== Input material ==

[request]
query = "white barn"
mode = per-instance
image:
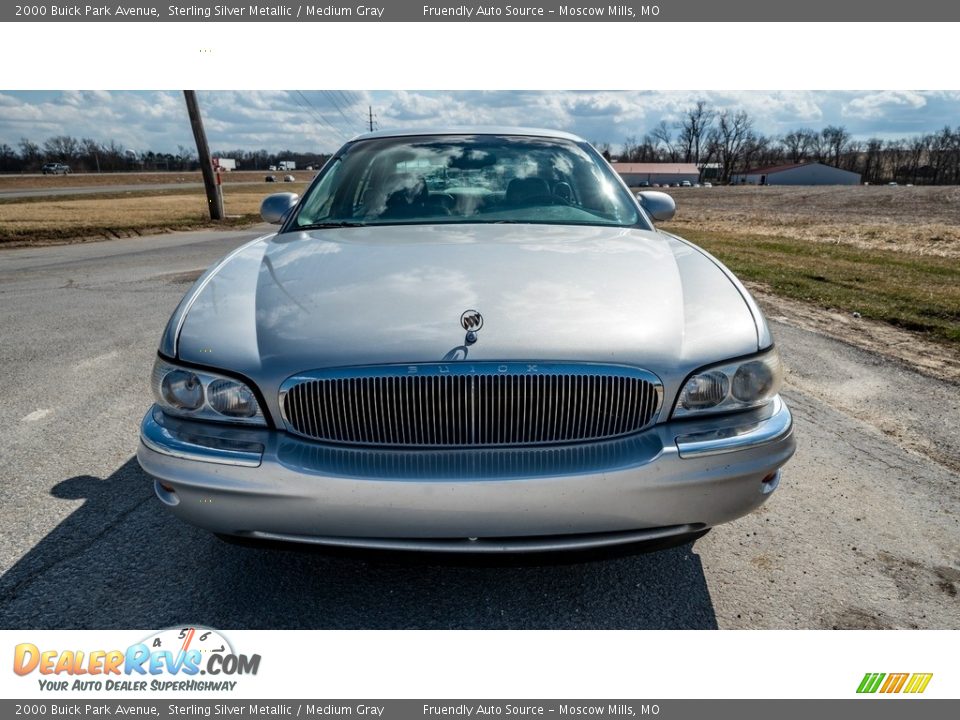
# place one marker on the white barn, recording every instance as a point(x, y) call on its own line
point(796, 174)
point(636, 174)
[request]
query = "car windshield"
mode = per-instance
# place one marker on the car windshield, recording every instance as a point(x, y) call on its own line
point(467, 179)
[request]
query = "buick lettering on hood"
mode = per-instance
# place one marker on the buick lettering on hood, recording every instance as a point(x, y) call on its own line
point(470, 342)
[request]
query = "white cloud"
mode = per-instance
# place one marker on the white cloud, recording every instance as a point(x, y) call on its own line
point(317, 120)
point(879, 104)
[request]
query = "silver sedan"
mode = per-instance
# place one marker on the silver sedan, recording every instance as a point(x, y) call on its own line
point(466, 342)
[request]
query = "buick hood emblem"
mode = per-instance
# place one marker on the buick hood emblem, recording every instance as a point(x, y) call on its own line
point(471, 321)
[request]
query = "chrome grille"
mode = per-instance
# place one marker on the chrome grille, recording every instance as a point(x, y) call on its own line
point(464, 405)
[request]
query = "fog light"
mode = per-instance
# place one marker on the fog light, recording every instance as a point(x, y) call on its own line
point(231, 398)
point(182, 389)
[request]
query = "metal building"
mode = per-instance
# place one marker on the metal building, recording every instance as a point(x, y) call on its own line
point(796, 174)
point(640, 174)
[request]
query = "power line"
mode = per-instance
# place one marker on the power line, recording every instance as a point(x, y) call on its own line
point(331, 100)
point(308, 106)
point(350, 105)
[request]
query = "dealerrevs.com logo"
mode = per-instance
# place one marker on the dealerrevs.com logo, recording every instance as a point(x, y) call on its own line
point(172, 659)
point(911, 683)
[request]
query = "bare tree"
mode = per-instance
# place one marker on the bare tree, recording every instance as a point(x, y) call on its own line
point(693, 130)
point(835, 139)
point(797, 144)
point(730, 137)
point(61, 147)
point(30, 154)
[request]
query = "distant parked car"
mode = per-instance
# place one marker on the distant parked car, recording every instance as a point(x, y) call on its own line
point(55, 169)
point(314, 386)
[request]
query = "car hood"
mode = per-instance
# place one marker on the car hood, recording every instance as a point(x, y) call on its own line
point(395, 294)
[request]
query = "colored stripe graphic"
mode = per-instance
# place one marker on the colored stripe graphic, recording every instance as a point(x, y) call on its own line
point(894, 682)
point(918, 683)
point(870, 682)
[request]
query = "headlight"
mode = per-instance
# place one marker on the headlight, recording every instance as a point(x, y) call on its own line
point(203, 395)
point(740, 385)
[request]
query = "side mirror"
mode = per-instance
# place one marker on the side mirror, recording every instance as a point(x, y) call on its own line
point(274, 208)
point(659, 205)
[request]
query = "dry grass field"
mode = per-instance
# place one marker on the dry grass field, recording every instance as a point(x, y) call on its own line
point(912, 220)
point(890, 254)
point(56, 219)
point(887, 254)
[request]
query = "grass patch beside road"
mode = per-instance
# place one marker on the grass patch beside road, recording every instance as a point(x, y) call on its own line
point(915, 292)
point(53, 219)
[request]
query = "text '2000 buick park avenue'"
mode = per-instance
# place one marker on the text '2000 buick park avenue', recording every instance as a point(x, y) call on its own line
point(469, 341)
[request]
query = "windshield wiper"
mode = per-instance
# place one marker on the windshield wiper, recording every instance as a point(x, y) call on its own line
point(332, 224)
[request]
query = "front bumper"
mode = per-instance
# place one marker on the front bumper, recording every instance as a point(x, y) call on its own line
point(673, 479)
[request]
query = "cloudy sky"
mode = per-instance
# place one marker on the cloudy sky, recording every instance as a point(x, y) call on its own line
point(312, 120)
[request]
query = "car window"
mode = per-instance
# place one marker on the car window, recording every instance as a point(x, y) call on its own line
point(467, 178)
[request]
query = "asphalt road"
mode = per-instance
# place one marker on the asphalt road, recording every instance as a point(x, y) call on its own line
point(863, 532)
point(94, 190)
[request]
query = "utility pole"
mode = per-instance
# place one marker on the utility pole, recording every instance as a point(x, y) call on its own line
point(210, 179)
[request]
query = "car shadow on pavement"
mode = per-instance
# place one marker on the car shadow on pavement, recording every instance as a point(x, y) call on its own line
point(121, 561)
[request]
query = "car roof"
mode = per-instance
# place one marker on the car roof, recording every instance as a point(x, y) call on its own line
point(472, 130)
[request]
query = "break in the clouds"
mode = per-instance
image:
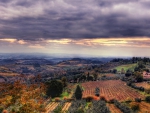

===

Copy the lines above word for word, starting at the very first one and ending at the line that contains "point(471, 321)". Leave the pictures out of your copy.

[request]
query = "white barn"
mode = per-instance
image:
# place one marker on the white barn, recording every instance as a point(x, y) call on its own line
point(796, 174)
point(636, 174)
[request]
query = "car windshield"
mode = per-instance
# place one marker on the car windshield, recording every instance as a point(x, y) call on its own line
point(467, 179)
[request]
query = "buick lettering on hood"
mode = per-instance
# place one marker on the buick lettering on hood, recording every instance as a point(x, y) call on its own line
point(470, 342)
[request]
query = "white cloud"
mode = per-instance
# place one marker on the white cloud, recording every instance as a point(x, y) call on its own line
point(317, 120)
point(879, 104)
[request]
query = "silver sedan"
mode = per-instance
# place one marker on the silver sedan, recording every instance as a point(x, y) call on its own line
point(466, 342)
[request]
query = "buick hood emblem"
mode = per-instance
# place one marker on the buick hood emblem, recording every instance as a point(x, y) call on its own line
point(471, 321)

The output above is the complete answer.